→ Trecho apresentado:
=====

Nem de ignorar o estrago -imediato e potencial- que o bloqueio representa para as exportações brasileiras.

Também é preciso lembrar que frases de impacto como as que se ouviram de FHC e auxiliares são, até certo limite de credibilidade, regra do jogo em disputas de comércio exterior.

O mesmo vale para a vaca levada à embaixada do Canadá e para o uísque canadense jogado fora por donos de bares e restaurantes, ambas cenas armadas para as câmeras.

Mas uma coisa é registrar declarações e gestos de protesto. Outra é dar crédito excessivo ao discurso do governo e só enxergar o que a ele interessa.

Na quinta-feira, quase todos os jornais se apressaram em concluir, em coro com o Ministério da Agricultura, que o quadro havia mudado, pois o Canadá anunciara a intenção de rever o embargo tão logo fosse concluída uma "análise técnica da situação do rebanho".

Na manhã desse dia, enquanto os diários falavam em "recuo" e "solução rápida", o embaixador dava entrevista de conteúdo bem menos amistoso.

Na sexta, novo coro. Títulos em toda parte destacavam que o presidente "pode" não ir à próxima Cúpula das Américas caso persista o veto.

Tudo "pode" acontecer, sem dúvida. Mas, como disse o próprio FHC, muita água vai rolar até abril, quando acontecerá a reunião em Québec. Custa crer que ele pretenda privar-se dessa aparição internacional.

Chama atenção que, até ontem, ninguém tenha procurado tirar a limpo a história do pedido de informações sanitárias que teria chegado aqui há meses e ficado sem resposta. O Canadá diz que mandou; o Brasil diz que não recebeu.

Não que o documento sirva para justificar o embargo, em tudo relacionado à disputa que Bombardier e Embraer, empresas do setor aeroindustrial de cada um dos países, travam na Organização Mundial do Comércio. A questão é a deliberada falta de curiosidade.

Da mesma forma, a maioria das reportagens repete que a suspeita de contaminação não procede sem se dar ao trabalho de esclarecer por quê, como se nem explicação coubesse.

Entretida com o aspecto anedótico da história, a imprensa se esquece da obrigação de fazer perguntas.

=====

→ Dados extraídos:

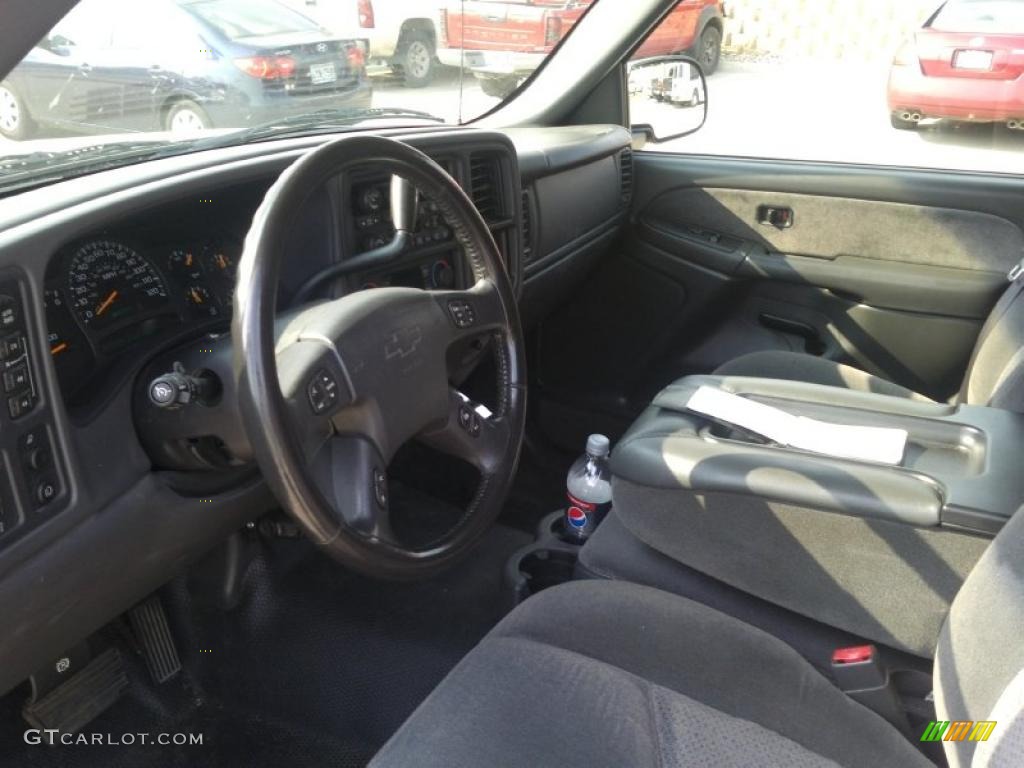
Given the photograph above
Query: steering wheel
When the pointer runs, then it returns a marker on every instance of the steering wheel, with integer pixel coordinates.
(331, 392)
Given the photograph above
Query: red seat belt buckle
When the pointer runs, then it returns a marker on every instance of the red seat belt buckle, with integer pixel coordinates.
(854, 654)
(858, 668)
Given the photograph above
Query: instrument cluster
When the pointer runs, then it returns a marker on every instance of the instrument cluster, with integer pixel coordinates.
(107, 295)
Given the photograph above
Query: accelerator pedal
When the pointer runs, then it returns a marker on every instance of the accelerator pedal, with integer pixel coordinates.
(83, 696)
(148, 623)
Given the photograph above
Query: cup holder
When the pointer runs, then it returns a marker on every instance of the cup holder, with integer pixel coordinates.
(548, 561)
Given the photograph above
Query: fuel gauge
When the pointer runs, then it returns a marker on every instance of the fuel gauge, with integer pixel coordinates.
(184, 263)
(202, 302)
(73, 356)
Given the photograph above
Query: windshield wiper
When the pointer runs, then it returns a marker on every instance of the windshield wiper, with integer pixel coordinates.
(19, 172)
(22, 172)
(322, 121)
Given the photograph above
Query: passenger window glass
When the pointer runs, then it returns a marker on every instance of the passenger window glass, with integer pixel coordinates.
(915, 83)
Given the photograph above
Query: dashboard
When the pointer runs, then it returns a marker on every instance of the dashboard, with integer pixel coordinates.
(109, 280)
(108, 295)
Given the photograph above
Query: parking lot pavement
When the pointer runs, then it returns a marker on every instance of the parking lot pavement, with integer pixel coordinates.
(799, 111)
(835, 112)
(440, 98)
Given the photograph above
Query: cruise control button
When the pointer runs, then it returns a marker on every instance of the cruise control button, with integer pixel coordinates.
(323, 391)
(462, 312)
(8, 311)
(15, 378)
(19, 404)
(11, 347)
(380, 488)
(45, 492)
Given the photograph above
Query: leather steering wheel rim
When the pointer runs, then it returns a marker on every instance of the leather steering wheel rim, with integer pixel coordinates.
(400, 332)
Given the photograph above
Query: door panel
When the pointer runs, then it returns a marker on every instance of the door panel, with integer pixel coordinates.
(891, 270)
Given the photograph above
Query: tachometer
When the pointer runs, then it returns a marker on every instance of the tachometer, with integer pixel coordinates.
(109, 283)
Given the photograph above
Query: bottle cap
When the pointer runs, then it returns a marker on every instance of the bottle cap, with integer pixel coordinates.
(598, 445)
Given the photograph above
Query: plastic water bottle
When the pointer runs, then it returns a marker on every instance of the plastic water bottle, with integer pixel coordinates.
(589, 489)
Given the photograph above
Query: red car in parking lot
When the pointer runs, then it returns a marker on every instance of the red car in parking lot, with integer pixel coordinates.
(964, 65)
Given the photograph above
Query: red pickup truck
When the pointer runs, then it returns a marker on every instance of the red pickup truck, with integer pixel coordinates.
(503, 42)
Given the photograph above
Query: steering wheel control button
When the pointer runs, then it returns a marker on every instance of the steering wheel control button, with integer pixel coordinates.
(380, 488)
(462, 312)
(469, 420)
(323, 391)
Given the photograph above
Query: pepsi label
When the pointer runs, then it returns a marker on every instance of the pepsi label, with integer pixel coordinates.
(583, 517)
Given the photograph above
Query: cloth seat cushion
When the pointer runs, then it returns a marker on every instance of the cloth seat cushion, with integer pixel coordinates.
(798, 367)
(611, 674)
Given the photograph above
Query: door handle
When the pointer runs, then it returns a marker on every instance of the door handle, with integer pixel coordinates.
(781, 217)
(813, 343)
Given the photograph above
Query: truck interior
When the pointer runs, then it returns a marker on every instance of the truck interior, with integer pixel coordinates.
(297, 484)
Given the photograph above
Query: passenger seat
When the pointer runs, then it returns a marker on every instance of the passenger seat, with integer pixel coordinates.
(994, 376)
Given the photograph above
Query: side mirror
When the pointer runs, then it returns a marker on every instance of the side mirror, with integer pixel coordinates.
(668, 96)
(58, 45)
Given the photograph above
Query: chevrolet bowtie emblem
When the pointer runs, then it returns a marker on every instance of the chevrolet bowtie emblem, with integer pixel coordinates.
(402, 342)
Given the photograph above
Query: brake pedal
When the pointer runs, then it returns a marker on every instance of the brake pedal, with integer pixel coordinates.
(77, 701)
(148, 623)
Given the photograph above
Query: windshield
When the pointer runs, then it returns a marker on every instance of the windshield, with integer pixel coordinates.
(238, 19)
(981, 16)
(124, 80)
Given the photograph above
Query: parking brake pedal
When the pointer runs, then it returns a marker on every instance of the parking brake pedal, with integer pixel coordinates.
(83, 696)
(148, 623)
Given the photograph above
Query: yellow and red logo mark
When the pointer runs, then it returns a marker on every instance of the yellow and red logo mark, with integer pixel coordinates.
(958, 730)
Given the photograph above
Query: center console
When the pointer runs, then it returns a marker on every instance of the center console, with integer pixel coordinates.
(879, 550)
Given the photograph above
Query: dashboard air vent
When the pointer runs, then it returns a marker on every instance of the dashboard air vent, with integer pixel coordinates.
(626, 169)
(527, 228)
(484, 180)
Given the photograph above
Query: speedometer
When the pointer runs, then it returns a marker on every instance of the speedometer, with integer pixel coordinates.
(109, 283)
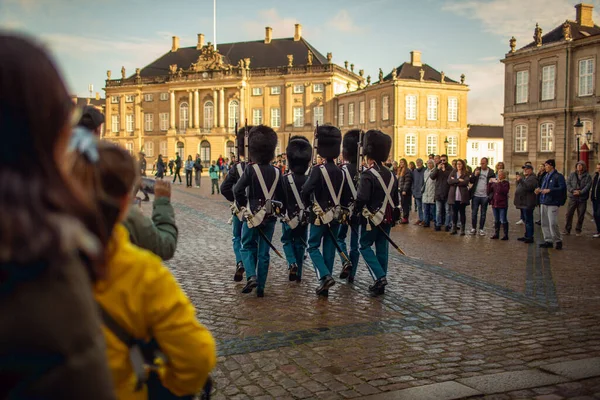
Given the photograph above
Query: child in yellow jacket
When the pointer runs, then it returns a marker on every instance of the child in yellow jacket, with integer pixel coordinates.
(138, 291)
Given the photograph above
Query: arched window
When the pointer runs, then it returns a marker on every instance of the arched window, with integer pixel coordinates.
(520, 138)
(184, 110)
(208, 115)
(205, 153)
(229, 148)
(234, 114)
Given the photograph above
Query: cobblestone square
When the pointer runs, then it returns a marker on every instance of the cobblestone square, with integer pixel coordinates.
(456, 308)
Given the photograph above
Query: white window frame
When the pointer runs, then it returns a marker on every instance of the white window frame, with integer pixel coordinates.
(115, 123)
(129, 123)
(522, 87)
(209, 115)
(432, 108)
(275, 117)
(164, 121)
(385, 108)
(411, 107)
(148, 122)
(318, 115)
(548, 82)
(587, 68)
(372, 110)
(547, 137)
(452, 146)
(257, 116)
(452, 109)
(520, 138)
(432, 144)
(410, 144)
(350, 114)
(298, 113)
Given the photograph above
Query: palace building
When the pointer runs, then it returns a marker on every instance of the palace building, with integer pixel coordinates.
(190, 99)
(424, 111)
(550, 84)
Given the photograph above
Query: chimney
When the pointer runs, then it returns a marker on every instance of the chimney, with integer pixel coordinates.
(298, 33)
(415, 58)
(584, 14)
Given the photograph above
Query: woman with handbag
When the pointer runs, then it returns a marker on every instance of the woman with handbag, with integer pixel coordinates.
(145, 312)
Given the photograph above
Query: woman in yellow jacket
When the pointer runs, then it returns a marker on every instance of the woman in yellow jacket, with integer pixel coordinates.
(139, 293)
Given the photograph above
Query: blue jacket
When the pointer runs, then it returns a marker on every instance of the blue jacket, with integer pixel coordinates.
(554, 181)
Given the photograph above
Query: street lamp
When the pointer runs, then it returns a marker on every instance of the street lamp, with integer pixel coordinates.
(578, 128)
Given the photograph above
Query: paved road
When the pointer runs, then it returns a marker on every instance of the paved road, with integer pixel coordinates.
(456, 308)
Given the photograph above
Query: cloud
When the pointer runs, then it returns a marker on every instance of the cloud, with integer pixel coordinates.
(506, 18)
(486, 98)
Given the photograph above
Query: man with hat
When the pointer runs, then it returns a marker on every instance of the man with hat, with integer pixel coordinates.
(553, 191)
(525, 200)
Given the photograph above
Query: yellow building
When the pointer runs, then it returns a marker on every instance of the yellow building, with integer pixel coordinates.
(424, 111)
(189, 100)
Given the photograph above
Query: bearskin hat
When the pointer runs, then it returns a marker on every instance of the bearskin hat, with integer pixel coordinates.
(299, 154)
(329, 141)
(350, 145)
(239, 138)
(261, 144)
(377, 145)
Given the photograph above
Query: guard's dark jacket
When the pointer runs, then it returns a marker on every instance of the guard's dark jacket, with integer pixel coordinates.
(316, 188)
(370, 192)
(248, 187)
(232, 177)
(289, 200)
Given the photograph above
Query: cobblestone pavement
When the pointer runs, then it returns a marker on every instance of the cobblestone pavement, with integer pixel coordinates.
(457, 307)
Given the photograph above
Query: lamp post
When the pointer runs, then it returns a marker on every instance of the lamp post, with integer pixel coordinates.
(578, 127)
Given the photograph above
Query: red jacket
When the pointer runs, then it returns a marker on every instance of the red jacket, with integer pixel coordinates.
(498, 192)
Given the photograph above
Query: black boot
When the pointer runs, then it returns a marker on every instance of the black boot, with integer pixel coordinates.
(239, 272)
(496, 230)
(326, 282)
(293, 272)
(505, 231)
(250, 285)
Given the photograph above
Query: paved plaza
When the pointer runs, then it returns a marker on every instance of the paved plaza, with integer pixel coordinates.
(462, 317)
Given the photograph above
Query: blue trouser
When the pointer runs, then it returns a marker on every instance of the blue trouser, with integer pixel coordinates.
(354, 253)
(419, 207)
(428, 213)
(443, 213)
(237, 238)
(323, 263)
(528, 222)
(377, 260)
(478, 202)
(255, 251)
(293, 246)
(500, 215)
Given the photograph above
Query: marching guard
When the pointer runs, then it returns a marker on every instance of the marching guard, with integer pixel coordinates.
(378, 201)
(233, 176)
(254, 193)
(294, 224)
(350, 145)
(325, 186)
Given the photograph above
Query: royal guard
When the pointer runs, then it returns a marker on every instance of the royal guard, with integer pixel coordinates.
(377, 200)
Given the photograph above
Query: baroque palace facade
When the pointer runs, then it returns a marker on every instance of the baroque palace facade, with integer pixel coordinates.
(189, 100)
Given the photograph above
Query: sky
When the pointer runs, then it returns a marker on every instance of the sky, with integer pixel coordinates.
(89, 37)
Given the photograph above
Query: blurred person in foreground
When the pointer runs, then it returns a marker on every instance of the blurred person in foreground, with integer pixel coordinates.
(49, 320)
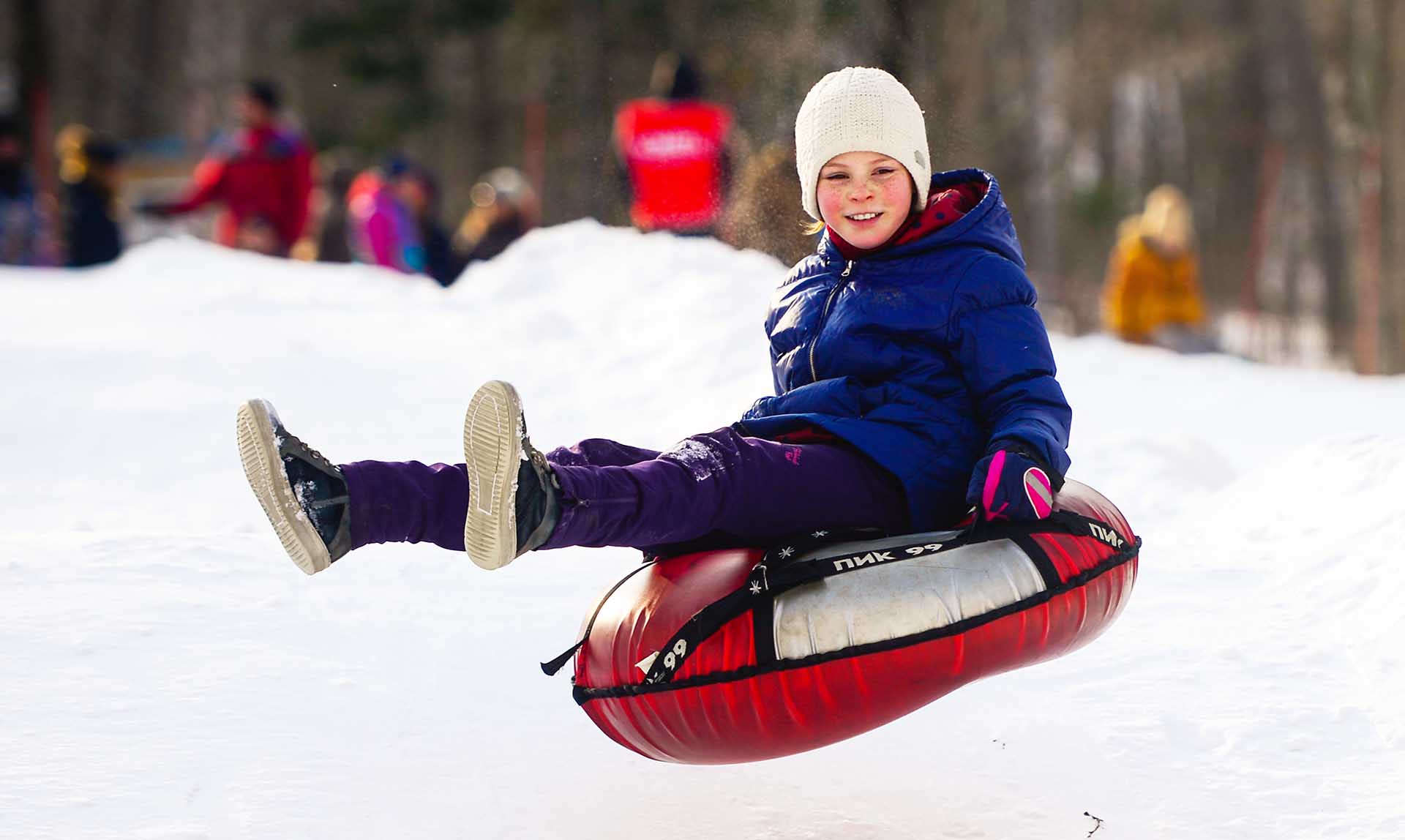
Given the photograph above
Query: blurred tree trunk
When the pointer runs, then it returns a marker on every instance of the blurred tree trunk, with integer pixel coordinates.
(1393, 130)
(1297, 120)
(34, 86)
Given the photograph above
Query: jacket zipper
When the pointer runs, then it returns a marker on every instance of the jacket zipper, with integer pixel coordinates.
(824, 316)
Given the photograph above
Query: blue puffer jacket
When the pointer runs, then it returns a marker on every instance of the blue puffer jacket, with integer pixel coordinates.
(921, 356)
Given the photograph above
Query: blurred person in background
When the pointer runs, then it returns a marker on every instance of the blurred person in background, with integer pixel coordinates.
(26, 229)
(673, 151)
(90, 168)
(264, 169)
(766, 194)
(418, 190)
(505, 209)
(386, 210)
(1153, 288)
(331, 244)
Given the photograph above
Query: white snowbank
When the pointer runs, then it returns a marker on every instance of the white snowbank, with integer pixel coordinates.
(169, 673)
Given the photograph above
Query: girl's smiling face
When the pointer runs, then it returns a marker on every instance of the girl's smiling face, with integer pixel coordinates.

=====

→ Conjunto de tarefas:
a. Reescreva a parte do trecho apresentado que vai de "Nem de ignorar" a "para as câmeras.", substituindo "vaca" por "ovelha".
b. Por favor, diga apenas o número de linhas dos registros que contêm a palavra "marching", diferenciando maiúsculas de minúsculas.

→ Respostas do exercício:
a.
Nem de ignorar o estrago -imediato e potencial- que o bloqueio representa para as exportações brasileiras.

Também é preciso lembrar que frases de impacto como as que se ouviram de FHC e auxiliares são, até certo limite de credibilidade, regra do jogo em disputas de comércio exterior.

O mesmo vale para a ovelha levada à embaixada do Canadá e para o uísque canadense jogado fora por donos de bares e restaurantes, ambas cenas armadas para as câmeras.

b. 2